── Supplied records ──
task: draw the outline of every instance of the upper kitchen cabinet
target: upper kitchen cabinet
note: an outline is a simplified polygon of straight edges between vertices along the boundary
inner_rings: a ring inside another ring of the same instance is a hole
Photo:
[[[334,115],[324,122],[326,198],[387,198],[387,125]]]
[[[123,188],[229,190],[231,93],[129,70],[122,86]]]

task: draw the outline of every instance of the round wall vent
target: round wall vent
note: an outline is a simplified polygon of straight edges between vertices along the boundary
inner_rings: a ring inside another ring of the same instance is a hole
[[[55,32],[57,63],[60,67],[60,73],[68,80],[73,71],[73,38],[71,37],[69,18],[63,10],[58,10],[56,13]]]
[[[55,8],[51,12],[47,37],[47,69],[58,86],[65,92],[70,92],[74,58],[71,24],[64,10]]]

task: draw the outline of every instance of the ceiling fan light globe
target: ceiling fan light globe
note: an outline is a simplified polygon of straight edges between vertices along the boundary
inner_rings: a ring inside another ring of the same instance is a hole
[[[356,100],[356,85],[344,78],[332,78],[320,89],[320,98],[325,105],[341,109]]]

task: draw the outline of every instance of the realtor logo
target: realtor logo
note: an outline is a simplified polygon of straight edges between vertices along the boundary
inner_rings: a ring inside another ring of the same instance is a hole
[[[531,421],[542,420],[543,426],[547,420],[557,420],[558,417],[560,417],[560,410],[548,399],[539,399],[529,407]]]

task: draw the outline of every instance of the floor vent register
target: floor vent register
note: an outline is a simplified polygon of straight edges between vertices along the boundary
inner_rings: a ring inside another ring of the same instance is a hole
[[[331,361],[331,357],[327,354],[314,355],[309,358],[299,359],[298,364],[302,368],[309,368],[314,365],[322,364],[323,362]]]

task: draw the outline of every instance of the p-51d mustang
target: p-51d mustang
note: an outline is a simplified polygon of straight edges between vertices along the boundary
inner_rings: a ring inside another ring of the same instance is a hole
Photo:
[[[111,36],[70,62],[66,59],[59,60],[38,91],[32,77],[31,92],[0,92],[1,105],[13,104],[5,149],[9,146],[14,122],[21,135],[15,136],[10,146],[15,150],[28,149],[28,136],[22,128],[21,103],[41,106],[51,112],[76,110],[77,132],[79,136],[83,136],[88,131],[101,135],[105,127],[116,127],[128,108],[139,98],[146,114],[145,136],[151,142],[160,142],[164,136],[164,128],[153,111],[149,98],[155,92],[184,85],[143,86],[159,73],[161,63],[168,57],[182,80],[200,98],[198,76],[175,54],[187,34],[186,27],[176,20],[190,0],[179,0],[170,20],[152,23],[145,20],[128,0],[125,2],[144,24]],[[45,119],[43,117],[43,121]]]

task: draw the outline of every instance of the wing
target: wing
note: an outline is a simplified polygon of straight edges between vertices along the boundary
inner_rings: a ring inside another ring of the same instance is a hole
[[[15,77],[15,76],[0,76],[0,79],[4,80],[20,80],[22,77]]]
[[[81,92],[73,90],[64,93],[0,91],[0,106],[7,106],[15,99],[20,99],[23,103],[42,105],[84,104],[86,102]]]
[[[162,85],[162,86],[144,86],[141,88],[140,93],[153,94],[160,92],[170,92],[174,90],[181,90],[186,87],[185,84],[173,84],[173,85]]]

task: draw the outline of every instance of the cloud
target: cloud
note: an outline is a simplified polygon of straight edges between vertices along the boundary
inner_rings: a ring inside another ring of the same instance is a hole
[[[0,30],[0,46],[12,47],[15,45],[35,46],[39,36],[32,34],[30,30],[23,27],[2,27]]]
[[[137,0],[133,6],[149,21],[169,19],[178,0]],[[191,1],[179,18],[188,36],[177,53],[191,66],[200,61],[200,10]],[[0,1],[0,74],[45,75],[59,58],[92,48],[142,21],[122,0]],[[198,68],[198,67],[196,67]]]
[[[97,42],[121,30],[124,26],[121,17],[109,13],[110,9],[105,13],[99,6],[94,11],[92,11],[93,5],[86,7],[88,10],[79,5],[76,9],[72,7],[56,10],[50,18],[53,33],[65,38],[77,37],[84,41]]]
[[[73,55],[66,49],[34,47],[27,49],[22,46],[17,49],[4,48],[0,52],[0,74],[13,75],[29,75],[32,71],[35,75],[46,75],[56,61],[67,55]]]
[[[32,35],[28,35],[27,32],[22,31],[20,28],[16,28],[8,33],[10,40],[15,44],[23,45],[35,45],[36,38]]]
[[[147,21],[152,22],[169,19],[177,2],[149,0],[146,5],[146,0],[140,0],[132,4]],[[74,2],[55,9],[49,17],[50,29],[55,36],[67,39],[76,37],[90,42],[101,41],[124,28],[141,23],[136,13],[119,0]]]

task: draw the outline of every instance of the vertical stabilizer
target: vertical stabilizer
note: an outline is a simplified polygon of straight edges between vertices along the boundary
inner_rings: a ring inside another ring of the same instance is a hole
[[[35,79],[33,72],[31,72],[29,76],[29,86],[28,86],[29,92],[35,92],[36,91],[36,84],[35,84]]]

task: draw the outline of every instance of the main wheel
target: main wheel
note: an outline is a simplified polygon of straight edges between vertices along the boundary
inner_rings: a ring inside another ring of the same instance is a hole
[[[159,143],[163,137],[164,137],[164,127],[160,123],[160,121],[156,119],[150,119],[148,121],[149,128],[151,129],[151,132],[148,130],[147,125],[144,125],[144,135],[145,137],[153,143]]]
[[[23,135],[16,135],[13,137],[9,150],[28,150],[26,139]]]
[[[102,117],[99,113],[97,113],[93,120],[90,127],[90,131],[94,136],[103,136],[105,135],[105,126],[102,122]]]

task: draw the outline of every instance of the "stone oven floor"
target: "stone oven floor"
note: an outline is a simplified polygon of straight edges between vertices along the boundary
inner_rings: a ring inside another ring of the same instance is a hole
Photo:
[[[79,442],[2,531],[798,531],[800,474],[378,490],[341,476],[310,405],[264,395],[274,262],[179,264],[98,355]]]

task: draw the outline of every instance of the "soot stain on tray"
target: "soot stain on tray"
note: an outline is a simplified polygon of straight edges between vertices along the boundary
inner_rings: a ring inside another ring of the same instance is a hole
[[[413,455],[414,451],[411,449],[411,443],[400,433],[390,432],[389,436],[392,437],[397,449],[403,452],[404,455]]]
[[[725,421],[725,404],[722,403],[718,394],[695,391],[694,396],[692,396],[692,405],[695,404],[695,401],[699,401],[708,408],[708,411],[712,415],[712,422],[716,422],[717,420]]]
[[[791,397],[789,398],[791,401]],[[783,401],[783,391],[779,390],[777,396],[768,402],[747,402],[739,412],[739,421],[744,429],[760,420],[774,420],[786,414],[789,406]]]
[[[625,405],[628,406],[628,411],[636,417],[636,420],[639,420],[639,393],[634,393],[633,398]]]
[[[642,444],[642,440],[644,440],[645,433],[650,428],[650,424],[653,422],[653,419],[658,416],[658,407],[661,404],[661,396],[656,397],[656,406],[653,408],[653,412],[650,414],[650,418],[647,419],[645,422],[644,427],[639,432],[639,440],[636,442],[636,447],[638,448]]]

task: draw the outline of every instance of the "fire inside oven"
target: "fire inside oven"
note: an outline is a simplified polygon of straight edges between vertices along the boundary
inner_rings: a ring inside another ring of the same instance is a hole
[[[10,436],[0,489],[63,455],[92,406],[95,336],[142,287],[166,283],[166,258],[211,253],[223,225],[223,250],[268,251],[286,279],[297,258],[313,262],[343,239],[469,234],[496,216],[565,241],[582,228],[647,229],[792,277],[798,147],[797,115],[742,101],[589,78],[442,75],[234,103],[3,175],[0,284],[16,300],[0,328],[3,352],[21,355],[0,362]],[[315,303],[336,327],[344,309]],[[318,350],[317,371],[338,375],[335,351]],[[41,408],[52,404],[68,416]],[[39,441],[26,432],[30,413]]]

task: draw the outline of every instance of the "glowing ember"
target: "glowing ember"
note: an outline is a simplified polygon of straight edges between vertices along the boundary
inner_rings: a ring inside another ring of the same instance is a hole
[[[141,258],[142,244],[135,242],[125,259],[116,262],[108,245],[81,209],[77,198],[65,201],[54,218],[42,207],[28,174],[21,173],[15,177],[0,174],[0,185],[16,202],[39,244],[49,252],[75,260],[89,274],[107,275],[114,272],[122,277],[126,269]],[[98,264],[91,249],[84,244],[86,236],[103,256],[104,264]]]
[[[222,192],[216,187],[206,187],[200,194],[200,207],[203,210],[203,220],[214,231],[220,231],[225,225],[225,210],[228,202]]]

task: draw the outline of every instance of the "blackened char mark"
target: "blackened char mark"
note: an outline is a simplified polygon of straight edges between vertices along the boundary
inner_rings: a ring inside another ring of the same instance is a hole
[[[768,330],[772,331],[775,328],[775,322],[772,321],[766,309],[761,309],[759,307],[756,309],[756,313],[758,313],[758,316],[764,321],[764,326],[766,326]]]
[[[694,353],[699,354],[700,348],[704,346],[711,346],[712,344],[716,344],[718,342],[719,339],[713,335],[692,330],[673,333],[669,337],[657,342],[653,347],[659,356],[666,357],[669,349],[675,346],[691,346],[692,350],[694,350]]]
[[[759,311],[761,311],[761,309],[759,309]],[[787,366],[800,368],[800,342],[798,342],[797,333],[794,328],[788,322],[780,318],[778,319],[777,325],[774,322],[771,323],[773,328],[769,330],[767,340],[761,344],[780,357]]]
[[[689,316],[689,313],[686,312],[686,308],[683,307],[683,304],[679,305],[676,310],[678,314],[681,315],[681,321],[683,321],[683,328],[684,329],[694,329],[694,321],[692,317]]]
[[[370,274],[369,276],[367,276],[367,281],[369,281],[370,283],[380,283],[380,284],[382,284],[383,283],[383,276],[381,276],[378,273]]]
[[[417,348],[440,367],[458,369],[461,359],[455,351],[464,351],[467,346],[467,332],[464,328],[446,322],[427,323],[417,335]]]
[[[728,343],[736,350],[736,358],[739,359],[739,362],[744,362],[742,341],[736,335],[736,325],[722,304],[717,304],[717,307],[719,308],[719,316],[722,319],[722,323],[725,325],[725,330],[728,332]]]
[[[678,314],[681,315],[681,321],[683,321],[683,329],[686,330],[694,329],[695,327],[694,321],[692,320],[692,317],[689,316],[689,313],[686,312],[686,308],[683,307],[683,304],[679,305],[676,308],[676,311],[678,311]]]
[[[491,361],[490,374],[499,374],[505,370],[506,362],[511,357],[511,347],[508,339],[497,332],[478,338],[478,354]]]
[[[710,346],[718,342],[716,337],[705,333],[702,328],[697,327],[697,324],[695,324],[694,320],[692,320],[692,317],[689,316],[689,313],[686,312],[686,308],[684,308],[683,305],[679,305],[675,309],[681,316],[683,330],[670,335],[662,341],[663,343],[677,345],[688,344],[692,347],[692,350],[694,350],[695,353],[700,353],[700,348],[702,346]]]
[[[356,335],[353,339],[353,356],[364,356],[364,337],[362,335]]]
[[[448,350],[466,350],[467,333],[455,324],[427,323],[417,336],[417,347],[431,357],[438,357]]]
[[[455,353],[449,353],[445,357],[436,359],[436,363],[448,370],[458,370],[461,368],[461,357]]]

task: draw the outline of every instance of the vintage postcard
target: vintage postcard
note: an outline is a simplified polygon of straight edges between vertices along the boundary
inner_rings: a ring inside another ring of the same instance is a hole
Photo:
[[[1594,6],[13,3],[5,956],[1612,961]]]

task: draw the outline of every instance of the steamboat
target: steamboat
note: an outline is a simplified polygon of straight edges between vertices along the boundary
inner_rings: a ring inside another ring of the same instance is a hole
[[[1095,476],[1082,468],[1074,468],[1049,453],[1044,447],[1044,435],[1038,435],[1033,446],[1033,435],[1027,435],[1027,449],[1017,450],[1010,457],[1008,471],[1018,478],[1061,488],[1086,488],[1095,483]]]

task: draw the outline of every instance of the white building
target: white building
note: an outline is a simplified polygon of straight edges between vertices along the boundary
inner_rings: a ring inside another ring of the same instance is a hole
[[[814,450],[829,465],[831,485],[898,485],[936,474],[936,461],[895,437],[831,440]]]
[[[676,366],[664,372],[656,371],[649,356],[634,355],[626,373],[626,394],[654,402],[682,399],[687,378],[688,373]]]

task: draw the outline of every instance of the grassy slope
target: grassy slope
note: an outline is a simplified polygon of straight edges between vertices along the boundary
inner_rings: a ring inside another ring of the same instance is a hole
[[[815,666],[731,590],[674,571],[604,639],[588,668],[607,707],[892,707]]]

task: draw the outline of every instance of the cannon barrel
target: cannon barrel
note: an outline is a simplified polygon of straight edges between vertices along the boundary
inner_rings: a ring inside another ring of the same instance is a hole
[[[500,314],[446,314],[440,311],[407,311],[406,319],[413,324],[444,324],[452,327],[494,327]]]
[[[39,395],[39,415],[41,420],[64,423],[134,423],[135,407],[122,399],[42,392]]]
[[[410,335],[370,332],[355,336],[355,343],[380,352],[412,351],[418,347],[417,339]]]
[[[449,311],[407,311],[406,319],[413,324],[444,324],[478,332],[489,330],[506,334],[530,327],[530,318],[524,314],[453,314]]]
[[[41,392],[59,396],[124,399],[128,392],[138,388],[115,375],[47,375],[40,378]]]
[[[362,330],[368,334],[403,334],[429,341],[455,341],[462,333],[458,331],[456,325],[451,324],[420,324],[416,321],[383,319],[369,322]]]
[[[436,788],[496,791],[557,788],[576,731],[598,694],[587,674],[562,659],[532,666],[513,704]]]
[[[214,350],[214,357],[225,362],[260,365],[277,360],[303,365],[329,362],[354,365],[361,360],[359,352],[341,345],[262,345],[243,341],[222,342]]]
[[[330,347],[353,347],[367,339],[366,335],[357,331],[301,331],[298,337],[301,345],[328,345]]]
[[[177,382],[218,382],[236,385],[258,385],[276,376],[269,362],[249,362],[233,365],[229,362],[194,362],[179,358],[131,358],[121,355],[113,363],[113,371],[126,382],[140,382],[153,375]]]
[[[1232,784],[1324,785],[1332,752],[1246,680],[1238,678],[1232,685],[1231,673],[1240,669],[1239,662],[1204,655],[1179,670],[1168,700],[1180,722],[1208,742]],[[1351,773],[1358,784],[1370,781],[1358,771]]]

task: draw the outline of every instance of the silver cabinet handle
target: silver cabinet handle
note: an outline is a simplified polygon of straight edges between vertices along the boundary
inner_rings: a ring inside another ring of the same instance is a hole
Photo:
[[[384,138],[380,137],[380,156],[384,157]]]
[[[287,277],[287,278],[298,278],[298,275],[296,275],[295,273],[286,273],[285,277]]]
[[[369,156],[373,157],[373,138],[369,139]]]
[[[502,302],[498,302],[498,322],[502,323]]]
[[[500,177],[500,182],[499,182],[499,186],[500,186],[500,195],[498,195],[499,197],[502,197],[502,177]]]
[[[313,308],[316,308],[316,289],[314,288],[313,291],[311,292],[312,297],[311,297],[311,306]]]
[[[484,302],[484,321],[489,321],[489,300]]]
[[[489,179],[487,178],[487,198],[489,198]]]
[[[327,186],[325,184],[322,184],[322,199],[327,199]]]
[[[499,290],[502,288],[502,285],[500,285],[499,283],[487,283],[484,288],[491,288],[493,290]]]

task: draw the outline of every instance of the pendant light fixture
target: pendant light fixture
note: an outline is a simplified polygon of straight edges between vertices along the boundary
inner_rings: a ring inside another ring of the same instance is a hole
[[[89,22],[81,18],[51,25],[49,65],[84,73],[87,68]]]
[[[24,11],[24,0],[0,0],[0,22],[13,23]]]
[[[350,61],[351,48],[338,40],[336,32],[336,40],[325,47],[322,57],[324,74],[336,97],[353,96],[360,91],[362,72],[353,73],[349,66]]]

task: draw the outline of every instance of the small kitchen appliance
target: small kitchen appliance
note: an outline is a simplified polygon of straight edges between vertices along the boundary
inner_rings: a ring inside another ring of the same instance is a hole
───
**Your assignment**
Report how many lines of the entries above contain "main", and give no other output.

**Task output**
2